**What the exercise asks:** In the mRNA vaccine text, rewrite the paragraph beginning "In this study the group used rabies" as a short bulleted list that keeps its main facts.

Science Spotlight

mRNA: the future of vaccines?

The Gottardo Laboratory, Vaccine and Infectious Disease Division
Electron micrograph of rabies virus (bullet shaped) in a cell. wiki commons

    Historically, vaccine development has had great success with live and attenuated virus vaccines. However, novel approaches are still being investigated, working to decrease cost and increase vaccine accessibility. When developing a new vaccine, efficacy is not the only thing that should be considered. Production, storage, cost, and safety are all factors that need to be taken into account. One novel idea currently being tested is the use of genetic material such as DNA or RNA for vaccine administration. The idea of using RNA as a vaccine platform has been looked at in preclinical studies and found to provide protection in animals. The notion is that mRNA would be delivered into target cells where it would be translated into the encoded antigen thus allowing for immune recognition and hopefully protection. By using genetic material to encode antigens, new vaccines could be created or modified quickly with very little cost. Production cost of the vaccine would be much lower than a protein or viral based vaccine that have to be produced biologically rather than synthesized. Another advantage of RNA vaccines is that they can be stable for long periods of time at room temperature, allowing for use in rural locations where cold storage is costly or non-existent.  A collaboration between researchers in Germany and with Drs. Gottardo and Finak at Fred Hutch  (Vaccine and Infectious Disease Division) published in The Lancet was the first to evaluate the safety and immunogenicity of a candidate prophylactic mRNA vaccine in humans.

    In this study the group used rabies as a model antigen to test the effects of mRNA vaccination. Rabies was selected for multiple reasons, including the fact that the population at large is naive to the virus.  This eliminates added complexity of identifying the immune response to mRNA encoding a common antigen, and because there is a known immunological correlate of protection. A neutralizing titer of 0.5 IU (International units)/mL of induced antibodies or higher is known to protect against rabies, therefore if the new vaccine could achieve this titer level in vaccinated people, protection should be achieved upon infection. Specifically, the researchers tested CV7201, a temperature stable lyophilized mRNA vaccine candidate that has been shown to induce long lived B and T cell immunity in animal models when administered by intramuscular (i.m.) or intradermal (i.d.) injection. This study looked at the safety and efficacy of various doses, routes, and injection methods over time. Various conditions were tested in groups of 6-7 people all of similar demographics.

**Dataset:**
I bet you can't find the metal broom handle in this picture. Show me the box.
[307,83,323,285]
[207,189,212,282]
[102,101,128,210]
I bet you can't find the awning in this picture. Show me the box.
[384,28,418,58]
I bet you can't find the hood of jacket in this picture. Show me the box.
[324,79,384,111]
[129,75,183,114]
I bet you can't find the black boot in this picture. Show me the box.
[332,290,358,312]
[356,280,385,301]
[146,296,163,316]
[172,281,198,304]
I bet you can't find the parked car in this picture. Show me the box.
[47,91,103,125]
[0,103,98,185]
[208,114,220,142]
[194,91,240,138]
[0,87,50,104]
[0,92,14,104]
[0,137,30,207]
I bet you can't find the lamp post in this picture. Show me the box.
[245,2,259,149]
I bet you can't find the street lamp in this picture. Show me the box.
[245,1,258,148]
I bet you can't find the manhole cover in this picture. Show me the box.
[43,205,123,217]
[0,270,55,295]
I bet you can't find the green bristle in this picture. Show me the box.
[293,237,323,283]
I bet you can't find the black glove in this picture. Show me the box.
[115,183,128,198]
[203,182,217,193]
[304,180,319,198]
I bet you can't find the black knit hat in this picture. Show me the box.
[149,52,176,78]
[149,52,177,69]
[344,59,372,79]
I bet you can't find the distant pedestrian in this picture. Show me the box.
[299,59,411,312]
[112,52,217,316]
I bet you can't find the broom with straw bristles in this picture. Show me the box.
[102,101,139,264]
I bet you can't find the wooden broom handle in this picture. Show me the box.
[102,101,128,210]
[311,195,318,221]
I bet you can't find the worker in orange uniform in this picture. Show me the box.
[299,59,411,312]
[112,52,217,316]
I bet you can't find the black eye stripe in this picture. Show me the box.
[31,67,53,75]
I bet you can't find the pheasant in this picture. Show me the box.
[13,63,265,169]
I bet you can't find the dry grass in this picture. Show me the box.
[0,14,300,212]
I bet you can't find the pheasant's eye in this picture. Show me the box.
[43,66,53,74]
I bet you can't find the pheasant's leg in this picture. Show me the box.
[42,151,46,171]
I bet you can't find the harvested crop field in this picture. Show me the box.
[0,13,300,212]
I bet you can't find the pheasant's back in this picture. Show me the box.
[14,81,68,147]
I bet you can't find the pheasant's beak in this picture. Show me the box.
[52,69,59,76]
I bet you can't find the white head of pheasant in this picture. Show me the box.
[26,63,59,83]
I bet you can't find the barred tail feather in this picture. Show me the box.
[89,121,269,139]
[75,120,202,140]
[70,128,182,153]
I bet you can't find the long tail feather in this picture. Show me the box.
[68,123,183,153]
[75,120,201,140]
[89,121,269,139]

**Answer area:**
- Rabies served as the model antigen for testing mRNA vaccination.
- It was chosen partly because the general population is naive to the virus and because a known correlate of protection exists.
- A neutralizing antibody titer of 0.5 IU/mL or higher protects against rabies, so a vaccine reaching that level should give protection.
- The candidate tested was CV7201, a temperature-stable, lyophilized mRNA vaccine. In animal models, given by intramuscular or intradermal injection, it induced long-lived B and T cell immunity.
- The study examined the safety and efficacy of different doses, routes, and injection methods over time.
- Each condition was tested in a group of 6–7 people of similar demographics.